*Set task*: Each entry below should be written out exactly as it is, with no pictures.
─── Excerpted records ───
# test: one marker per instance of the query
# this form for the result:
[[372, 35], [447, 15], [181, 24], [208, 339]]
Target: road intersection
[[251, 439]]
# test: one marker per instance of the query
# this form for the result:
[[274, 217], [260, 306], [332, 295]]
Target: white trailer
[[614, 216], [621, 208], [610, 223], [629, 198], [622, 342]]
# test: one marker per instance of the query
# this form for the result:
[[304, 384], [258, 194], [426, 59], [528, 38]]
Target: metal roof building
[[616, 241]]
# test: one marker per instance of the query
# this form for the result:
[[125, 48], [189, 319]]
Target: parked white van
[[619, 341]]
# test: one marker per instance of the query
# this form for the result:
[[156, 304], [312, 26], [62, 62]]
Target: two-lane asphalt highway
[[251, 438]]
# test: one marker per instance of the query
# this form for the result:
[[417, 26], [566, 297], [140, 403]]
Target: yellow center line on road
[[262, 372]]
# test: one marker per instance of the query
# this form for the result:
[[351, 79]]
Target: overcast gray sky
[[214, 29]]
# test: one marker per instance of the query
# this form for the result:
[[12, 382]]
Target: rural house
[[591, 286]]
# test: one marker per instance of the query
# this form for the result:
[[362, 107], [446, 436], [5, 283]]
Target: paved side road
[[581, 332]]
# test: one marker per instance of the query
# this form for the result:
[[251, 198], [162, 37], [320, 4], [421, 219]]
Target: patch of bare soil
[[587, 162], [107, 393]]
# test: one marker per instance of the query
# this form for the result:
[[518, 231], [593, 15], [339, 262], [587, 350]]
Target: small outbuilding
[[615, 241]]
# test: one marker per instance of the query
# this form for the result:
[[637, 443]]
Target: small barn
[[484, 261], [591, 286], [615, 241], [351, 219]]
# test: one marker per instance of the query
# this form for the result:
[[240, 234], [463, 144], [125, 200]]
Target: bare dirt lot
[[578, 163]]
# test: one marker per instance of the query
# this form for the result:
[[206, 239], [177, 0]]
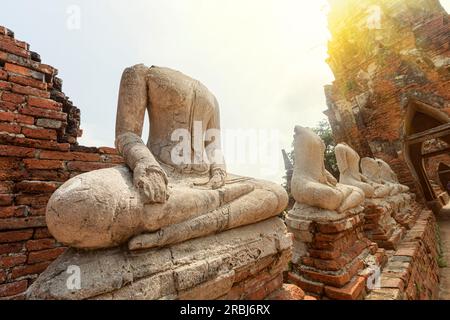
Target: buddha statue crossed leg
───
*Result below*:
# test: one marker per instance of the query
# this form for the result:
[[372, 35], [447, 15], [181, 24], [208, 339]]
Target: road intersection
[[251, 439]]
# test: one marker per instance of the query
# this form for the result:
[[274, 217], [260, 306], [332, 295]]
Target: white trailer
[[614, 216], [621, 208], [610, 223], [629, 198], [622, 342]]
# test: one marker per instance of the query
# this form for the result:
[[304, 384], [258, 194], [426, 59], [528, 38]]
Target: metal roof building
[[616, 241]]
# test: one marker per instance of the query
# this form for the result:
[[125, 48], [189, 319]]
Target: parked white van
[[619, 341]]
# test: one marker per instance of the query
# this form for the result:
[[156, 304], [312, 26], [62, 62]]
Target: two-lane asphalt highway
[[251, 438]]
# test: one marker per instance of the query
# this form for the result:
[[417, 26], [566, 297], [140, 403]]
Target: yellow center line on road
[[262, 372]]
# test: one marker per instance of the query
# this form for the result:
[[351, 79]]
Target: overcast gray sky
[[214, 29]]
# test: one marker per instance of the query
# this form for the result:
[[12, 382]]
Target: rural house
[[591, 286]]
# test: one marker per instance of the query
# this form for the result:
[[362, 107], [446, 436], [5, 283]]
Target: paved side road
[[581, 332]]
# test: one marker per instance of the query
# this form for the result:
[[251, 198], [162, 37], [320, 4], [421, 219]]
Target: patch of bare soil
[[587, 162], [107, 393]]
# test: one marker per instance of the query
# this form for the result:
[[518, 231], [593, 15], [339, 262], [587, 350]]
Target: small outbuilding
[[615, 241]]
# test: one marker per instance of the query
# this form for the result:
[[637, 443]]
Target: small barn
[[484, 261], [591, 286], [615, 241], [351, 219]]
# test: one marker per instance of the query
# this form for the result:
[[240, 234], [463, 144], [125, 200]]
Target: bare dirt lot
[[578, 163]]
# test: one marker per instance of the query
# this form for the result:
[[206, 239], [177, 0]]
Target: buddha statue crossed leg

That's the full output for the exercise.